__WORK INSTRUCTIONS__. Retype, without any change, the line that contains "box: [1, 480, 411, 504]" and every line that follows it to the end of the entries, and nothing else.

__RECORDS TO PROCESS__.
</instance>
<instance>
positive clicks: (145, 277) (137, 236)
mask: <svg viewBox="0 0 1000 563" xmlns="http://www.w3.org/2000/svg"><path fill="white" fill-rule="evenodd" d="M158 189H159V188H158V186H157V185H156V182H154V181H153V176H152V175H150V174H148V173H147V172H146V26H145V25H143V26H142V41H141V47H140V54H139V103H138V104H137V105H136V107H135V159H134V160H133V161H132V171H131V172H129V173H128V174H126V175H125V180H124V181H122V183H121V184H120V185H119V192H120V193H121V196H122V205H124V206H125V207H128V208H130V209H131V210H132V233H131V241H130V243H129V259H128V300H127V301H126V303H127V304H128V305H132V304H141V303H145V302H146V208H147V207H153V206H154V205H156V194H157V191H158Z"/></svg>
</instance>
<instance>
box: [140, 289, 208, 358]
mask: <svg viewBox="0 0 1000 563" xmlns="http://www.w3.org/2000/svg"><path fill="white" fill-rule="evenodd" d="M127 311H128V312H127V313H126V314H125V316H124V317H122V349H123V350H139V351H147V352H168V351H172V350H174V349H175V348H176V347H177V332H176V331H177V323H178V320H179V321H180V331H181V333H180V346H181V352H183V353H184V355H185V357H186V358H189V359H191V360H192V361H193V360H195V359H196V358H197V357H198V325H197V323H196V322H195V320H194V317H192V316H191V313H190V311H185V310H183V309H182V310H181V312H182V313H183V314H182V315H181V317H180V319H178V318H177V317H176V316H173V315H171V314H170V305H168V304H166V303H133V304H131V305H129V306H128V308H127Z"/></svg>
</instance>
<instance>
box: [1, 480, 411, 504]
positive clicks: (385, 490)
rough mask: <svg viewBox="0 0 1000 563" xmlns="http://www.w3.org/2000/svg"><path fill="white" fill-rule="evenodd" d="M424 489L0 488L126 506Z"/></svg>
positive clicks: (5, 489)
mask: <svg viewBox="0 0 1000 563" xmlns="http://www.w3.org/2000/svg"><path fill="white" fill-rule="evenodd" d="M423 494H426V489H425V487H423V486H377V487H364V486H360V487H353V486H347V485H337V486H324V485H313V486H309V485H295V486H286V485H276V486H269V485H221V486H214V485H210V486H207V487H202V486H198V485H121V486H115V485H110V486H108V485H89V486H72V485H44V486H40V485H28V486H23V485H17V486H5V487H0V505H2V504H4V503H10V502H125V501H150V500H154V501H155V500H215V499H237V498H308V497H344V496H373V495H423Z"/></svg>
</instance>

__RESULT OF THIS EXERCISE__.
box: [1, 480, 411, 504]
positive clicks: (385, 490)
rough mask: <svg viewBox="0 0 1000 563" xmlns="http://www.w3.org/2000/svg"><path fill="white" fill-rule="evenodd" d="M424 489L0 488L126 506Z"/></svg>
positive clicks: (5, 489)
mask: <svg viewBox="0 0 1000 563" xmlns="http://www.w3.org/2000/svg"><path fill="white" fill-rule="evenodd" d="M423 494H426V489H425V487H423V486H377V487H364V486H360V487H353V486H347V485H337V486H324V485H313V486H309V485H295V486H286V485H276V486H269V485H221V486H214V485H210V486H207V487H202V486H198V485H121V486H115V485H110V486H108V485H89V486H72V485H44V486H40V485H28V486H23V485H17V486H5V487H0V505H2V504H4V503H10V502H125V501H150V500H154V501H155V500H215V499H237V498H308V497H344V496H373V495H423Z"/></svg>
</instance>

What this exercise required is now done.